## Provided text
★ ★ ★ ★ ★
I have observed many new things during my Earth Expeditions travels and there are many things to write about (if I had my journals with me, hah). But for this entry, I thought I could write about the plants that defined each of my Earth Expeditions. I am not a plant guy. However, having a mentor whose knowledge and passion about the natural world is so deep, I suppose the interest in plants (and birds) rubbed off on me.
For my first Earth Expeditions in 2014, I went to Townsville, Australia focused on coral reef ecosystems and how the Great Barrier Reef Marine Park Authority leads the conservation of the Great Barrier Reef. I signed up for this course for the masters credits to try things out. The class brought us to different locations and habitats. I am so glad to have seen Eucalyptus trees in its native habitat. What took the cake is seeing Koalas in the wild on the Eucalyptus trees on a leisurely, guided stroll on Magnetic Island. It felt so unreal to see teddy bear-like creatures on trees in real life! Plus, the Koalas were on trees in people's yards! GUYS. KOALAS. IN PEOPLE'S YARDS. SO CUTE.
★ ★ ★ ★ ★
## Data rows
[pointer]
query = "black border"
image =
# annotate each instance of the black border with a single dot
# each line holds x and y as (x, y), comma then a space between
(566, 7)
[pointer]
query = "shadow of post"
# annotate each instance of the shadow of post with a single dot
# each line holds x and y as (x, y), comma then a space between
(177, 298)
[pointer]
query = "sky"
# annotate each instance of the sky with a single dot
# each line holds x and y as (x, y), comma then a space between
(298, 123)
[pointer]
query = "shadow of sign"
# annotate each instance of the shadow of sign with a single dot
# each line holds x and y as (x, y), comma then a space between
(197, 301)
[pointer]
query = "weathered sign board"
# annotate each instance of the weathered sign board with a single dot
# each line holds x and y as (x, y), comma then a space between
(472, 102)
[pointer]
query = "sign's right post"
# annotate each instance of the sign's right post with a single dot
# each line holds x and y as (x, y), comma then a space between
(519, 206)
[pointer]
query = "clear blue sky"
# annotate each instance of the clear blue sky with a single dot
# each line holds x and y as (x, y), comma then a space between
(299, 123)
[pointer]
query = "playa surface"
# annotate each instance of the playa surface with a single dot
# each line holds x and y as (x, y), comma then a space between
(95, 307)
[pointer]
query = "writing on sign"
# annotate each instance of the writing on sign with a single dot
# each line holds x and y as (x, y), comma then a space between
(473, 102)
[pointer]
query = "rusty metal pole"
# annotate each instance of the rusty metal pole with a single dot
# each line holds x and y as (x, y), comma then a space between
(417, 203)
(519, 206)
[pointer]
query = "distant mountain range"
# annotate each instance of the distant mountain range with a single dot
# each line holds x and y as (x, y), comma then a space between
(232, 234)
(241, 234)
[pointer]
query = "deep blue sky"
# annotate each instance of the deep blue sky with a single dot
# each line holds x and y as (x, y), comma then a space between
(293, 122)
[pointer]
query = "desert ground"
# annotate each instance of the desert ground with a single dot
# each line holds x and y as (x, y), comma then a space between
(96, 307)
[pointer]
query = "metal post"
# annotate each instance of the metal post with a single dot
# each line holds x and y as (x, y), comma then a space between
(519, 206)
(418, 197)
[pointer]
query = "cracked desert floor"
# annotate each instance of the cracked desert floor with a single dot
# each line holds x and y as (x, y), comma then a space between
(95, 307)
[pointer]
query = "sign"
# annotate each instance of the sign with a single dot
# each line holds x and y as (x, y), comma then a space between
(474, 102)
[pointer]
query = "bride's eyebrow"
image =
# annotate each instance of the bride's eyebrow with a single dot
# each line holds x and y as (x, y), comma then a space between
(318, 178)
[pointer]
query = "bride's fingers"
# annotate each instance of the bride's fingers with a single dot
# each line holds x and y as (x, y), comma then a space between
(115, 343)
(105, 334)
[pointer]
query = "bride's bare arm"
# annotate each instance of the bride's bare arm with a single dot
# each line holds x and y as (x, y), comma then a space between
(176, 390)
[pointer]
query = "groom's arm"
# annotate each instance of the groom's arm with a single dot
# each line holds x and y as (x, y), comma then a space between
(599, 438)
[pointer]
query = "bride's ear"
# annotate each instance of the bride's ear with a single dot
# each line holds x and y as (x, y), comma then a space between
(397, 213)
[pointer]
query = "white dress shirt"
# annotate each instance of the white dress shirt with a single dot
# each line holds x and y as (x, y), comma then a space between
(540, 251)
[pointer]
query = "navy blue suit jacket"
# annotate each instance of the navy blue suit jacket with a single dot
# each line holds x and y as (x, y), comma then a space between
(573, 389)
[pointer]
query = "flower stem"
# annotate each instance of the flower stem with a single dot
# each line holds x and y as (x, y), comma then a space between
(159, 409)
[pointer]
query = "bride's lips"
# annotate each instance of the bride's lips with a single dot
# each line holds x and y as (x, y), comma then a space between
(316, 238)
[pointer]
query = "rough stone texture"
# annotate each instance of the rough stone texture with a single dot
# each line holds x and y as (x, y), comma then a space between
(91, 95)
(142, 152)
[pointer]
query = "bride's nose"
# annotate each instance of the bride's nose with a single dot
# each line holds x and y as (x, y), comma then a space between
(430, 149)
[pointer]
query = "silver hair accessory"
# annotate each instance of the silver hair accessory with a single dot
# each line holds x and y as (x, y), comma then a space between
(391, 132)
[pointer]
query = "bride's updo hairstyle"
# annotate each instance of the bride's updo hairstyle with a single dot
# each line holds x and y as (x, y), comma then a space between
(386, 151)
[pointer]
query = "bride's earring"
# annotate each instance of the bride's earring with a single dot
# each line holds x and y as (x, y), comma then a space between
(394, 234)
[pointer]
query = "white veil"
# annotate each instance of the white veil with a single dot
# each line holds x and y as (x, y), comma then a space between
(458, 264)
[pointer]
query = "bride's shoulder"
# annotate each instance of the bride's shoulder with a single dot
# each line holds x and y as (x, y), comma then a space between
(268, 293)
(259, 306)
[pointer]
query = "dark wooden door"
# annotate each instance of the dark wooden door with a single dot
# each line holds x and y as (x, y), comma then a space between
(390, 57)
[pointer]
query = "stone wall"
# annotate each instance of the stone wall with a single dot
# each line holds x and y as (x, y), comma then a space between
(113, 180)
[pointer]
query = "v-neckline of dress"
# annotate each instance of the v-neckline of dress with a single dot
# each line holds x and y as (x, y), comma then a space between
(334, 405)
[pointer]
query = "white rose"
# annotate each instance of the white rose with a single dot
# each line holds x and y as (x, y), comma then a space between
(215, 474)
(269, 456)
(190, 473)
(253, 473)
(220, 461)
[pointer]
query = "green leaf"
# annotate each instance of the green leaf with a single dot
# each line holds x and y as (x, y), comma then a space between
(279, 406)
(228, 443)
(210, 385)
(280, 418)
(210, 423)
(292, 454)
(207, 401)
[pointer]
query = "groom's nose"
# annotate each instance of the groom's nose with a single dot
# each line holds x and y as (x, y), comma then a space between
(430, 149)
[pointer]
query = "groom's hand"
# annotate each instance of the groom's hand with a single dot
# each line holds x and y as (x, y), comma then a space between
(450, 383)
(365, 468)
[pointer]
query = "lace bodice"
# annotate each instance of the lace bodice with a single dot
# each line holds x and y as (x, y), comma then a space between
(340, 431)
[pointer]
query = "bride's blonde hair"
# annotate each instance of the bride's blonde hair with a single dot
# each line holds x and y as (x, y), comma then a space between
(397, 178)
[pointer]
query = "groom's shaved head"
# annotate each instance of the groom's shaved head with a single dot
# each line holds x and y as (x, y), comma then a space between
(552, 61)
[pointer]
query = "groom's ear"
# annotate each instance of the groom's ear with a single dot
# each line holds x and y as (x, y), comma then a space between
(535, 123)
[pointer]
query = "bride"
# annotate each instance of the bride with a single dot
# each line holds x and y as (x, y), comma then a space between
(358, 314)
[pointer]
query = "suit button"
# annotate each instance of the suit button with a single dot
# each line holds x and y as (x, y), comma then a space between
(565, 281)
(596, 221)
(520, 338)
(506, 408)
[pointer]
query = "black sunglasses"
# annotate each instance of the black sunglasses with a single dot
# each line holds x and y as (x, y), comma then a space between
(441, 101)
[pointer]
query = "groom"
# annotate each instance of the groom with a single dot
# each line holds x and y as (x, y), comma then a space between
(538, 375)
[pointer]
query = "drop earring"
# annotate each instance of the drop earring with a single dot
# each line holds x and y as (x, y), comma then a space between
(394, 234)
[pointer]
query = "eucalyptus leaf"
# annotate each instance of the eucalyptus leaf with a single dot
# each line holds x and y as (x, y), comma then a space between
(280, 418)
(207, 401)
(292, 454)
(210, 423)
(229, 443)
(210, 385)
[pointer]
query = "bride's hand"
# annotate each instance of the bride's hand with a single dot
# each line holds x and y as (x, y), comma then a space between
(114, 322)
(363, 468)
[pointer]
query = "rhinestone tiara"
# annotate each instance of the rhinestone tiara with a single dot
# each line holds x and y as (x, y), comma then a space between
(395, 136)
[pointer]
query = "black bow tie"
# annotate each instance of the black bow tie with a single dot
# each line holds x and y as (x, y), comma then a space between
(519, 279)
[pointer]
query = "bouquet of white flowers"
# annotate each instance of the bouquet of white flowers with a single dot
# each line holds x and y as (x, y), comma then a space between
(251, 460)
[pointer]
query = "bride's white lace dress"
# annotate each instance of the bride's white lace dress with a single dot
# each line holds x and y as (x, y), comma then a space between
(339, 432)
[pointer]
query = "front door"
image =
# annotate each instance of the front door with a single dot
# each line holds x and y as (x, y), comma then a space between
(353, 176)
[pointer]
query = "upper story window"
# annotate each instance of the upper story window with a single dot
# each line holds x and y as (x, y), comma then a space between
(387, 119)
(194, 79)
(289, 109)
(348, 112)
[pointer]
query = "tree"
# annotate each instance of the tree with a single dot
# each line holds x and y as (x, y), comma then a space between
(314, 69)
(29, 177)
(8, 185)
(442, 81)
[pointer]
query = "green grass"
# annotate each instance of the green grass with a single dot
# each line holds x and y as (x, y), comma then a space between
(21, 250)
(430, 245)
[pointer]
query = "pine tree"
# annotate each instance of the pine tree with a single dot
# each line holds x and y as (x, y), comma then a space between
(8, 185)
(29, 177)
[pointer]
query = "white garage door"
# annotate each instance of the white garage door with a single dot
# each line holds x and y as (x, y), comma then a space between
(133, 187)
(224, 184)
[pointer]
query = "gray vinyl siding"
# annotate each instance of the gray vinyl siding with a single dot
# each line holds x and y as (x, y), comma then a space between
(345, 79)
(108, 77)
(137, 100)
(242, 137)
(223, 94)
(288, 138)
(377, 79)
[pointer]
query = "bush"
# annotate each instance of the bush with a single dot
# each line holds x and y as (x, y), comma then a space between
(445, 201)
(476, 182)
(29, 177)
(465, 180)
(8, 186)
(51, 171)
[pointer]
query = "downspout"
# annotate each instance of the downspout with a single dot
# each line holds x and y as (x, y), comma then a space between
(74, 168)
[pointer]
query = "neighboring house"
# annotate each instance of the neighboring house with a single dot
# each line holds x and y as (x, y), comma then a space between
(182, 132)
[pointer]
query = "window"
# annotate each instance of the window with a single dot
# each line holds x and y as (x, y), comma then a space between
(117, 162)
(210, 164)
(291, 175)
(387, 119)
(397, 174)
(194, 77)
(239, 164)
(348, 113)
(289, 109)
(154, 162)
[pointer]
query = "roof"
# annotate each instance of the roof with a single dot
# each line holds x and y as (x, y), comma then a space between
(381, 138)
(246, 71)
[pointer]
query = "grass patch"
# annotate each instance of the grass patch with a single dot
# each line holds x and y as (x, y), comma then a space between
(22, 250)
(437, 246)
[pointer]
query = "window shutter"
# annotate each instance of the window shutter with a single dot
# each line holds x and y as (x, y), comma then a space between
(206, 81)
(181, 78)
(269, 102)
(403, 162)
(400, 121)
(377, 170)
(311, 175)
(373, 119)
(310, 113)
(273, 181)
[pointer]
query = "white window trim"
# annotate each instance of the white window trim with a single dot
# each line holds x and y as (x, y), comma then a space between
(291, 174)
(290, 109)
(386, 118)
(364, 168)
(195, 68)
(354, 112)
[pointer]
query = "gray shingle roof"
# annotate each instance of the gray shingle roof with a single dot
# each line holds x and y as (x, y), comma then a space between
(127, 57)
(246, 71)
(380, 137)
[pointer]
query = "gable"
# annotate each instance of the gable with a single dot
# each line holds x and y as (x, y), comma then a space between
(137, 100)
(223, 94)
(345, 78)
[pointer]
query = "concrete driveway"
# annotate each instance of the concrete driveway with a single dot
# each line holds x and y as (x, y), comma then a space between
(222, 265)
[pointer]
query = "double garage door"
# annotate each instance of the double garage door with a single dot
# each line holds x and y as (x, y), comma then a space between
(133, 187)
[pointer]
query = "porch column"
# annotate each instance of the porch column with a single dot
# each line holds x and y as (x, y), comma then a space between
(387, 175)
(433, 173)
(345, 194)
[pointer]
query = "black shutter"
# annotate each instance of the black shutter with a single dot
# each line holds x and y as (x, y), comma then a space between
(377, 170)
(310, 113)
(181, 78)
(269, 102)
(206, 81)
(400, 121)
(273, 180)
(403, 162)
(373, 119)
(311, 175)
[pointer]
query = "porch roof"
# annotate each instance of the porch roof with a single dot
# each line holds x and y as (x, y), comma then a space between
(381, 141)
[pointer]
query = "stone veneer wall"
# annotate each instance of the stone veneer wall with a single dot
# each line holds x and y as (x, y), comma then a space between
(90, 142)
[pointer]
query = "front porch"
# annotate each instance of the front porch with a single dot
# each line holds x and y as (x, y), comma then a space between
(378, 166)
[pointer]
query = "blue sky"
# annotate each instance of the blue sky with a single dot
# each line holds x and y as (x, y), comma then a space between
★ ★ ★ ★ ★
## What to do
(1) Copy the Earth Expeditions post word for word, beginning at the words "For my first" and stopping after "YARDS. SO CUTE.".
(2) Which geographic places are named in the Earth Expeditions post? List every one.
(3) Write the next part of the Earth Expeditions post, picking up right after its last sentence.

## Exercise responses
(1)
For my first Earth Expeditions in 2014, I went to Townsville, Australia focused on coral reef ecosystems and how the Great Barrier Reef Marine Park Authority leads the conservation of the Great Barrier Reef. I signed up for this course for the masters credits to try things out. The class brought us to different locations and habitats. I am so glad to have seen Eucalyptus trees in its native habitat. What took the cake is seeing Koalas in the wild on the Eucalyptus trees on a leisurely, guided stroll on Magnetic Island. It felt so unreal to see teddy bear-like creatures on trees in real life! Plus, the Koalas were on trees in people's yards! GUYS. KOALAS. IN PEOPLE'S YARDS. SO CUTE.

(2)
Townsville
Australia
the Great Barrier Reef
Magnetic Island

(3)
|A tall Eucalyptus tree.|
|Big Eucalpytus trees in a Eucalyptus forest.|
|THE BABY IS LOOKING AT ME! AHHHHHHHHHHHHHHH!|
Two years later, I decided to enroll into the Program and embarked on my second Earth Expeditions to Baja California, Mexico. I was pleasantly surprised of how green the desert system in Baja California is. I thought that all deserts are void of life. I am just super disappointed that nobody has come up with the name "Cardon" forest or at least cacti forest to describe the landscape of Baja California. Everything was brand new to me but my favourite plant of Baja California has got to be the Cirio. It is also known as the Boojum tree and its weird growth often became the subject for scary folk-esque stories. My instructor described the Cirio as being a tree with the tortured soul of an evil coloniser. (The desert at night can look very creepy. I felt like there should be some sort of myth or legend concerning the flora of the desert of Baja California.)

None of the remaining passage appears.